TASK TO COMPLETE: Count the lines in the material below that contain the word "please". Reply with the number alone.
BEGIN RECORDS PROVIDED
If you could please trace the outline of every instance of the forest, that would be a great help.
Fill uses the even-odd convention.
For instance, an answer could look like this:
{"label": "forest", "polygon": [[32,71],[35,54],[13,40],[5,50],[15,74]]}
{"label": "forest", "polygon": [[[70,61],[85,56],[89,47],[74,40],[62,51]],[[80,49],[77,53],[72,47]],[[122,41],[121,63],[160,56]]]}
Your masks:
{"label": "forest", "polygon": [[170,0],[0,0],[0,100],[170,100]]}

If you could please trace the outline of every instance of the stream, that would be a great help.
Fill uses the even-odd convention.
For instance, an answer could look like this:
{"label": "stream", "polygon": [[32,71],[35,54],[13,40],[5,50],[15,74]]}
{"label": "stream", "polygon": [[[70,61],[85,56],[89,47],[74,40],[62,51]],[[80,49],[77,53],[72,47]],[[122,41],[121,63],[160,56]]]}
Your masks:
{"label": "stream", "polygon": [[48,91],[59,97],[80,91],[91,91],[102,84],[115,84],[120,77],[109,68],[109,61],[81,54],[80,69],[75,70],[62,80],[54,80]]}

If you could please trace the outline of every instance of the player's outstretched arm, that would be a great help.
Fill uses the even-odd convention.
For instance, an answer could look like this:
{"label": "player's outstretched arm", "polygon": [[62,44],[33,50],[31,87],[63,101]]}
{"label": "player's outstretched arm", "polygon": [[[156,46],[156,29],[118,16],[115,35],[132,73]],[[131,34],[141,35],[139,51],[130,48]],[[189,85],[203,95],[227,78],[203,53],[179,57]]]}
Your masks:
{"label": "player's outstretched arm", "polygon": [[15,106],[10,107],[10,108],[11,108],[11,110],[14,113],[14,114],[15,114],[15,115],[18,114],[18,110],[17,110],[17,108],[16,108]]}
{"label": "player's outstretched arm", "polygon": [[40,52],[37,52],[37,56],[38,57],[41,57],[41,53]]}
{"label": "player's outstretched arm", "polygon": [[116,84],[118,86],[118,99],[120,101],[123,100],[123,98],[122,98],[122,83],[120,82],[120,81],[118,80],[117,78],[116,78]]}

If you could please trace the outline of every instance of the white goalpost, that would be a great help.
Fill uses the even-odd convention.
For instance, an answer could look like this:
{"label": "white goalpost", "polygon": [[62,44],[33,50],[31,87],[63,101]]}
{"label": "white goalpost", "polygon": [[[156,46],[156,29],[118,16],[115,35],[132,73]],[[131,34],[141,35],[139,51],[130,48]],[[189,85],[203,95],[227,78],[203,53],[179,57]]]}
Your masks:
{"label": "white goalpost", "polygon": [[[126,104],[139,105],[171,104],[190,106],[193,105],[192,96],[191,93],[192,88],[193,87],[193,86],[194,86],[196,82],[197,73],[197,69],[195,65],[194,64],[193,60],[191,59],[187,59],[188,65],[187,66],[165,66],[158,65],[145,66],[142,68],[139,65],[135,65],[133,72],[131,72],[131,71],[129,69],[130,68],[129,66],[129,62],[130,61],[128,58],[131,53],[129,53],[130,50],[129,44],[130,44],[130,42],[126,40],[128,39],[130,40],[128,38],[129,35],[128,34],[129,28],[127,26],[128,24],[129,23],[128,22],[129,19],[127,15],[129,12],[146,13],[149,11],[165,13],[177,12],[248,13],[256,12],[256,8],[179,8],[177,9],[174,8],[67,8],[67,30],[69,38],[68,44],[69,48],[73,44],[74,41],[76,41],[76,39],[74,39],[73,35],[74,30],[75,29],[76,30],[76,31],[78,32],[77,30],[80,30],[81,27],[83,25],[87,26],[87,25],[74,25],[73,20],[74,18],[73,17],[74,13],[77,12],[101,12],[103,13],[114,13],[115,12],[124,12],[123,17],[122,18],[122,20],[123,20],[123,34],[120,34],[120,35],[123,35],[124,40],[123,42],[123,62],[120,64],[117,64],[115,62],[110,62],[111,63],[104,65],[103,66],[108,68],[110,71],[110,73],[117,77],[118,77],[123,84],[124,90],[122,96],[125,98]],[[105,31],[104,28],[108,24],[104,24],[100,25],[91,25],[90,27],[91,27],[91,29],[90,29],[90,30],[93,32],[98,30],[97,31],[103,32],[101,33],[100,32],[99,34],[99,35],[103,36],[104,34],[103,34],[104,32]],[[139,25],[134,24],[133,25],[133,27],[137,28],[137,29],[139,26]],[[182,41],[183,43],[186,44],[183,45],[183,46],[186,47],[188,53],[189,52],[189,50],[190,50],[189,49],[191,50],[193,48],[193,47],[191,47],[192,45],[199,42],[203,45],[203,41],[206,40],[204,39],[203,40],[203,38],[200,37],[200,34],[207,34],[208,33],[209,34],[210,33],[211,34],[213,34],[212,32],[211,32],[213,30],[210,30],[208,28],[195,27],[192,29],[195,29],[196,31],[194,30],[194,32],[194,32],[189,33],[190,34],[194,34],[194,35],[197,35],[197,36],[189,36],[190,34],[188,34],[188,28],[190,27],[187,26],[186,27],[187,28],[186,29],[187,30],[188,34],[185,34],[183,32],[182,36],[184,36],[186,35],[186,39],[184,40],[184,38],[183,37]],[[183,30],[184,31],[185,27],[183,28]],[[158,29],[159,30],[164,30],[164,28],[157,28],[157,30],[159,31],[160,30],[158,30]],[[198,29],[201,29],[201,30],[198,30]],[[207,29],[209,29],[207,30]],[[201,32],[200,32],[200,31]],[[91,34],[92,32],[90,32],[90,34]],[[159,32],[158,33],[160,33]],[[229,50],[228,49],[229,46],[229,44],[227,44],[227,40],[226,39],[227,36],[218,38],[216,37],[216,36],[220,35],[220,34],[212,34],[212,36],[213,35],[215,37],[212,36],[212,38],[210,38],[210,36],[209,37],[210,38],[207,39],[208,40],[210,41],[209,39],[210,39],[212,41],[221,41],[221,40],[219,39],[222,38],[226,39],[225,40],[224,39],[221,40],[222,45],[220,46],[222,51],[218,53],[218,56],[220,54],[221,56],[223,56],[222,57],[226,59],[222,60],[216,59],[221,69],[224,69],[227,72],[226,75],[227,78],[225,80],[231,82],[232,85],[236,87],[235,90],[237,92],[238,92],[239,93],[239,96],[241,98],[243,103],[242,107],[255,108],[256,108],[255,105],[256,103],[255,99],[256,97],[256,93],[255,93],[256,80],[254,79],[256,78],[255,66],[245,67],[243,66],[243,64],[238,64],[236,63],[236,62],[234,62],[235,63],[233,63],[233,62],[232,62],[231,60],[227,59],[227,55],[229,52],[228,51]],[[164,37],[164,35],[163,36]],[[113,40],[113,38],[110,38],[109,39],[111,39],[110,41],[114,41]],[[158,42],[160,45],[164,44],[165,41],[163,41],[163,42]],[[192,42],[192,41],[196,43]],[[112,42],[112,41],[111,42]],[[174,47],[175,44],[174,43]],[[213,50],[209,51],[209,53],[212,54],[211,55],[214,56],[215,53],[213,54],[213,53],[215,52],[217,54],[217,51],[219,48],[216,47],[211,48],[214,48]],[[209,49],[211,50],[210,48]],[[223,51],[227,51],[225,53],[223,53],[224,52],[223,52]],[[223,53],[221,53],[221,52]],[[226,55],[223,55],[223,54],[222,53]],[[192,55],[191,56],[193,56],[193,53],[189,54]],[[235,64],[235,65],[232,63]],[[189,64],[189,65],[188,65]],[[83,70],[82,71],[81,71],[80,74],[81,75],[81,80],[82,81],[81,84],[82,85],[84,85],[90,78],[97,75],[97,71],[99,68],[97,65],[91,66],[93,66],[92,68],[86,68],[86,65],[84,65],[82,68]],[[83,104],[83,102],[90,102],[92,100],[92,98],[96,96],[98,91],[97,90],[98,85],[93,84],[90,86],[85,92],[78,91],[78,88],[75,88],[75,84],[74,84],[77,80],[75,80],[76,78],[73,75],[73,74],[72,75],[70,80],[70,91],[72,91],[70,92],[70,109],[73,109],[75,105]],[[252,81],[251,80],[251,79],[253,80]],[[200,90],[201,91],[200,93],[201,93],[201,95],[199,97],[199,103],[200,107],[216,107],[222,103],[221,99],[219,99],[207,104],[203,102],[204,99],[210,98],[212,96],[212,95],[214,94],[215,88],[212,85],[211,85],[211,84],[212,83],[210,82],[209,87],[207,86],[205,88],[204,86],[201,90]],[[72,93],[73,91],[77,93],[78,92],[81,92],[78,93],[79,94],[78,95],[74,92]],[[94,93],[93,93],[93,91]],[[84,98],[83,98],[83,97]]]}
END RECORDS PROVIDED
OUTPUT OF THE TASK: 4